Collected data entries:

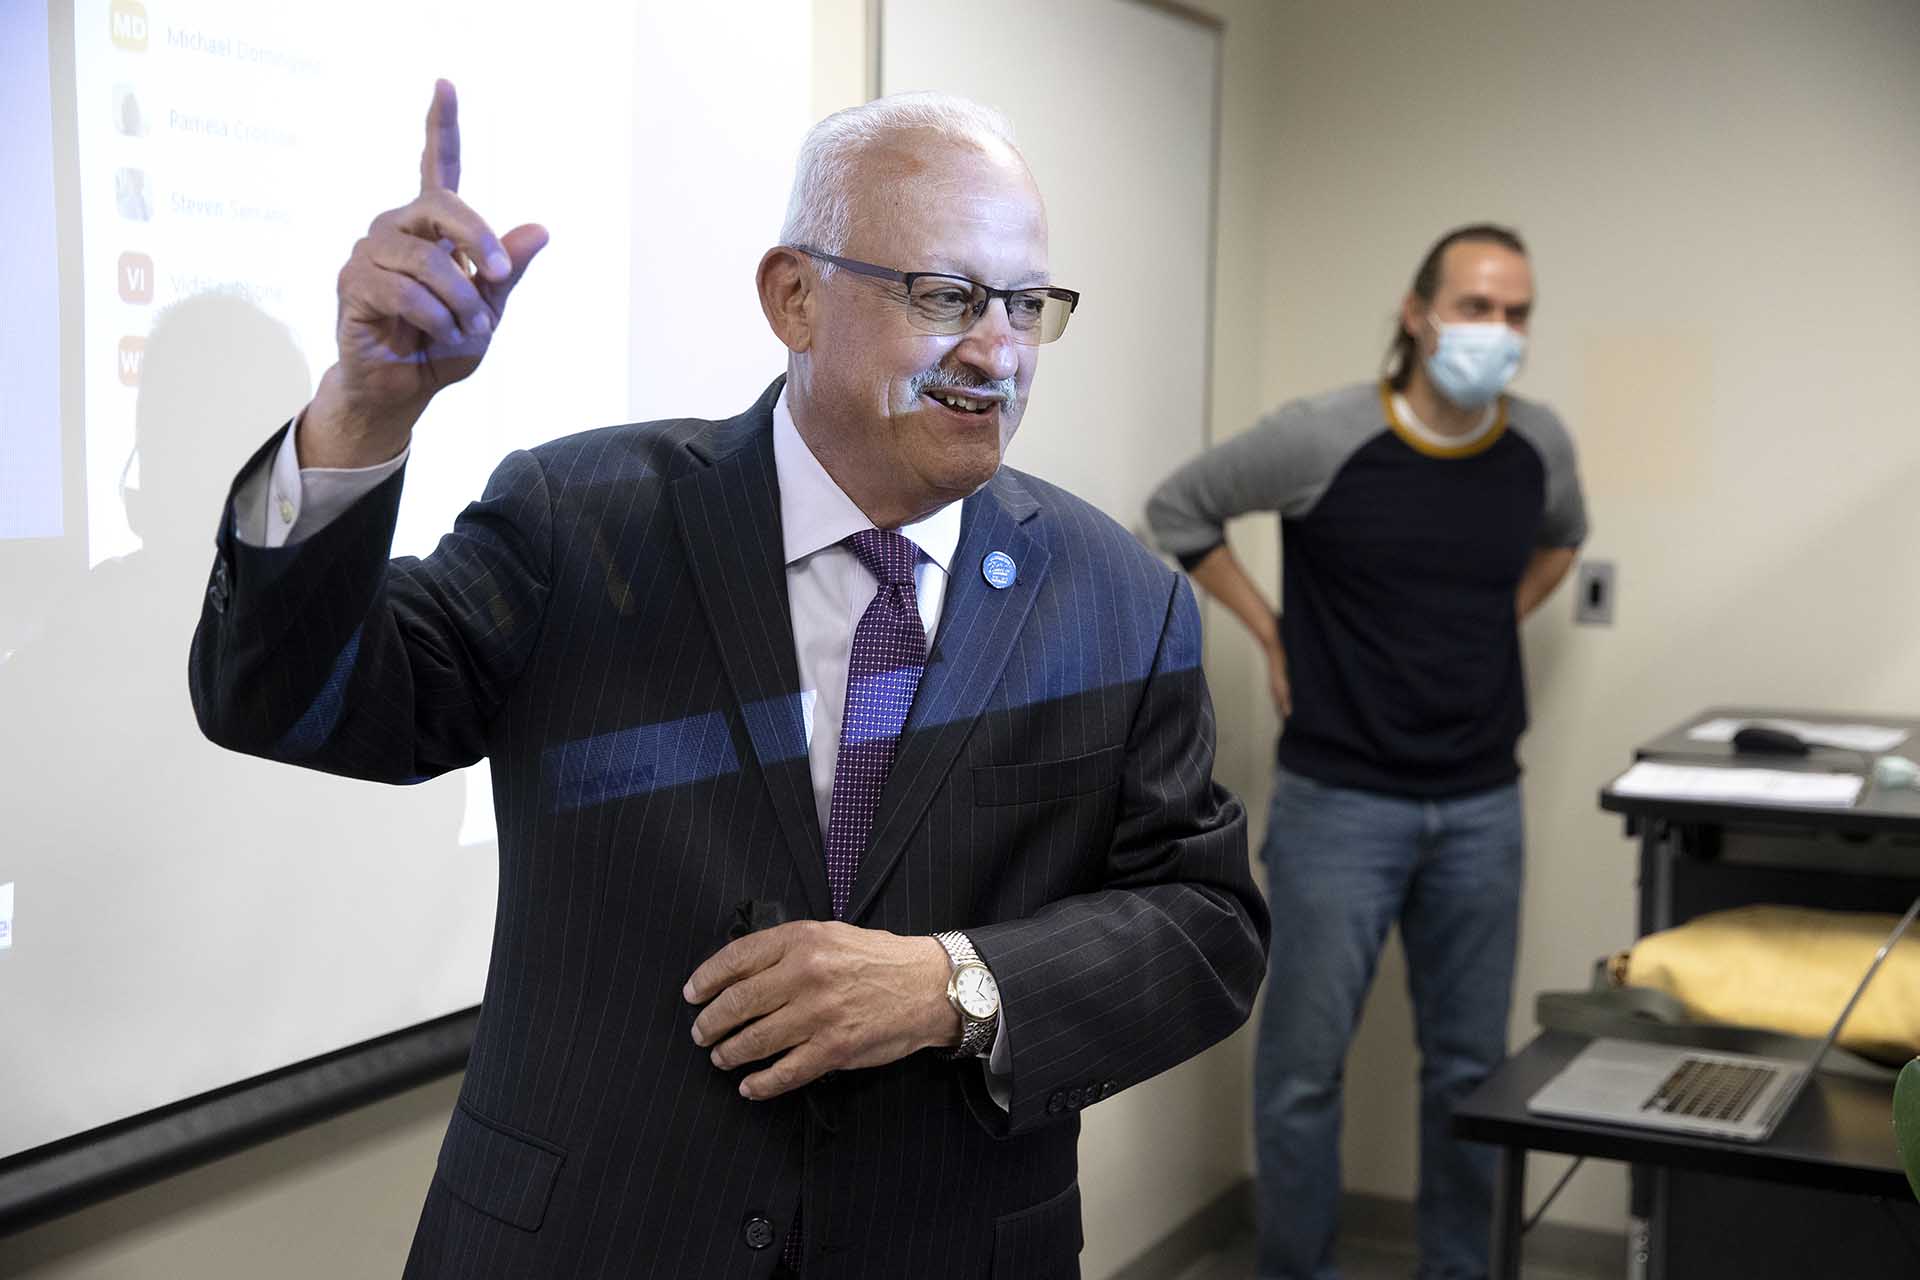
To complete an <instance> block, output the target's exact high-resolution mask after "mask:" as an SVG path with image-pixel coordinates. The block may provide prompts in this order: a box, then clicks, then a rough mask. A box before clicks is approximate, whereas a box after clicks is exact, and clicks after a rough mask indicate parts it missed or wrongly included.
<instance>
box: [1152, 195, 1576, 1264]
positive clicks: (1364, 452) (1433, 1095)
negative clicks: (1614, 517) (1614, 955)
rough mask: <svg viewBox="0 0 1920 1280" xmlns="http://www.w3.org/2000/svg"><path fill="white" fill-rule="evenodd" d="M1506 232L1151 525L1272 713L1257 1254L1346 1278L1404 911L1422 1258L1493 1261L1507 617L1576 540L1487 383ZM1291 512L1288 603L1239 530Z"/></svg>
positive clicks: (1185, 478)
mask: <svg viewBox="0 0 1920 1280" xmlns="http://www.w3.org/2000/svg"><path fill="white" fill-rule="evenodd" d="M1532 305H1534V286H1532V271H1530V267H1528V259H1526V249H1524V246H1523V244H1521V240H1519V236H1515V234H1513V232H1511V230H1507V228H1501V226H1490V225H1475V226H1463V228H1457V230H1453V232H1450V234H1446V236H1442V238H1440V242H1438V244H1434V248H1432V249H1430V251H1428V255H1427V259H1425V261H1423V263H1421V267H1419V271H1417V273H1415V278H1413V288H1411V290H1409V292H1407V296H1405V299H1404V303H1402V307H1400V319H1398V332H1396V338H1394V344H1392V347H1390V351H1388V370H1386V376H1384V380H1380V382H1365V384H1359V386H1352V388H1344V390H1338V391H1331V393H1325V395H1315V397H1308V399H1300V401H1292V403H1288V405H1283V407H1281V409H1277V411H1275V413H1273V415H1269V416H1267V418H1265V420H1261V422H1260V424H1258V426H1256V428H1254V430H1250V432H1246V434H1242V436H1238V438H1235V439H1231V441H1227V443H1223V445H1219V447H1215V449H1212V451H1208V453H1204V455H1202V457H1198V459H1194V461H1192V462H1188V464H1187V466H1183V468H1181V470H1179V472H1175V474H1173V476H1171V478H1169V480H1167V482H1165V484H1162V486H1160V489H1158V491H1156V493H1154V497H1152V499H1150V503H1148V520H1150V524H1152V528H1154V535H1156V539H1158V541H1160V545H1162V547H1164V549H1165V551H1169V553H1173V555H1177V557H1179V558H1181V562H1183V564H1185V566H1187V568H1188V572H1190V574H1192V578H1194V581H1198V583H1200V585H1202V587H1206V589H1208V591H1210V593H1212V595H1213V597H1217V599H1219V601H1221V603H1223V604H1225V606H1227V608H1231V610H1233V612H1235V616H1238V618H1240V622H1244V624H1246V628H1248V629H1250V631H1252V633H1254V637H1256V639H1258V641H1260V645H1261V649H1263V651H1265V654H1267V666H1269V677H1271V689H1273V700H1275V706H1277V708H1279V712H1281V716H1283V720H1284V729H1283V735H1281V745H1279V768H1277V773H1275V791H1273V808H1271V814H1269V823H1267V839H1265V846H1263V850H1261V856H1263V860H1265V864H1267V875H1269V906H1271V910H1273V948H1271V958H1269V983H1267V1004H1265V1013H1263V1021H1261V1029H1260V1048H1258V1069H1256V1098H1254V1105H1256V1130H1258V1155H1260V1274H1261V1278H1263V1280H1281V1278H1286V1280H1327V1278H1331V1276H1336V1274H1338V1272H1336V1268H1334V1263H1332V1244H1334V1226H1336V1209H1338V1199H1340V1102H1342V1100H1340V1077H1342V1067H1344V1061H1346V1054H1348V1044H1350V1040H1352V1032H1354V1023H1356V1019H1357V1015H1359V1007H1361V1002H1363V1000H1365V994H1367V986H1369V983H1371V981H1373V973H1375V965H1377V961H1379V956H1380V946H1382V944H1384V940H1386V931H1388V929H1390V927H1392V925H1394V921H1398V923H1400V931H1402V940H1404V944H1405V952H1407V981H1409V986H1411V994H1413V1007H1415V1021H1417V1032H1419V1044H1421V1192H1419V1247H1421V1270H1419V1274H1421V1276H1427V1278H1440V1276H1484V1274H1486V1244H1488V1226H1490V1203H1492V1169H1494V1163H1492V1153H1490V1151H1488V1150H1484V1148H1473V1146H1467V1144H1459V1142H1455V1140H1453V1138H1452V1136H1450V1134H1448V1125H1450V1117H1452V1109H1453V1105H1455V1103H1457V1102H1459V1100H1461V1098H1463V1096H1465V1094H1467V1092H1471V1090H1473V1086H1475V1084H1478V1082H1480V1080H1482V1079H1484V1077H1486V1075H1488V1073H1490V1071H1492V1069H1494V1067H1496V1065H1498V1063H1500V1061H1501V1057H1503V1055H1505V1034H1507V1006H1509V1000H1511V984H1513V961H1515V935H1517V915H1519V896H1521V862H1523V837H1521V794H1519V785H1517V779H1519V764H1517V762H1515V745H1517V741H1519V737H1521V731H1523V729H1524V725H1526V693H1524V681H1523V672H1521V639H1519V622H1521V620H1523V618H1524V616H1526V614H1528V612H1532V610H1534V608H1536V606H1538V604H1540V603H1542V601H1544V599H1546V597H1548V595H1551V591H1553V587H1555V585H1557V583H1559V581H1561V578H1565V574H1567V570H1569V566H1571V564H1572V558H1574V549H1576V547H1578V545H1580V541H1582V539H1584V537H1586V510H1584V501H1582V495H1580V482H1578V476H1576V472H1574V453H1572V443H1571V439H1569V436H1567V430H1565V428H1563V426H1561V422H1559V418H1557V416H1555V415H1553V411H1549V409H1548V407H1546V405H1540V403H1534V401H1528V399H1523V397H1519V395H1509V393H1503V391H1505V386H1507V382H1509V380H1511V378H1513V374H1515V372H1517V370H1519V367H1521V361H1523V357H1524V353H1526V328H1528V319H1530V313H1532ZM1252 510H1271V512H1279V516H1281V530H1283V581H1284V608H1283V612H1281V616H1279V618H1277V616H1275V612H1273V608H1271V606H1269V604H1267V601H1265V597H1263V595H1261V591H1260V589H1258V587H1256V585H1254V583H1252V581H1250V580H1248V576H1246V572H1244V570H1242V568H1240V564H1238V562H1236V560H1235V557H1233V551H1231V549H1229V547H1227V541H1225V533H1223V524H1225V522H1227V520H1229V518H1231V516H1238V514H1242V512H1252Z"/></svg>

### YOUR ASSIGNMENT
Extract the lines above verbatim, from the start of the items through the line containing "positive clicks: (1185, 478)", including both ends. Leave the pictures out of your answer.

### TASK SOLUTION
To complete an <instance> block, output the target's exact high-resolution mask after "mask:" as an SVG path with image-pixel coordinates. The block may provide prompts in this order: a box, then clicks, then a rough mask. A box before clicks is approximate, whereas a box after clicks is exact, and clicks after a rough mask indicate parts it missed or wrongly included.
<instance>
box: [1152, 195, 1576, 1264]
positive clicks: (1364, 452) (1433, 1095)
negative clicks: (1614, 517) (1614, 955)
rough mask: <svg viewBox="0 0 1920 1280" xmlns="http://www.w3.org/2000/svg"><path fill="white" fill-rule="evenodd" d="M1506 232L1151 525L1272 713L1257 1254L1346 1278L1404 911L1422 1258L1493 1261L1507 617L1576 540L1487 383ZM1291 512L1288 603L1239 530Z"/></svg>
positive clicks: (1185, 478)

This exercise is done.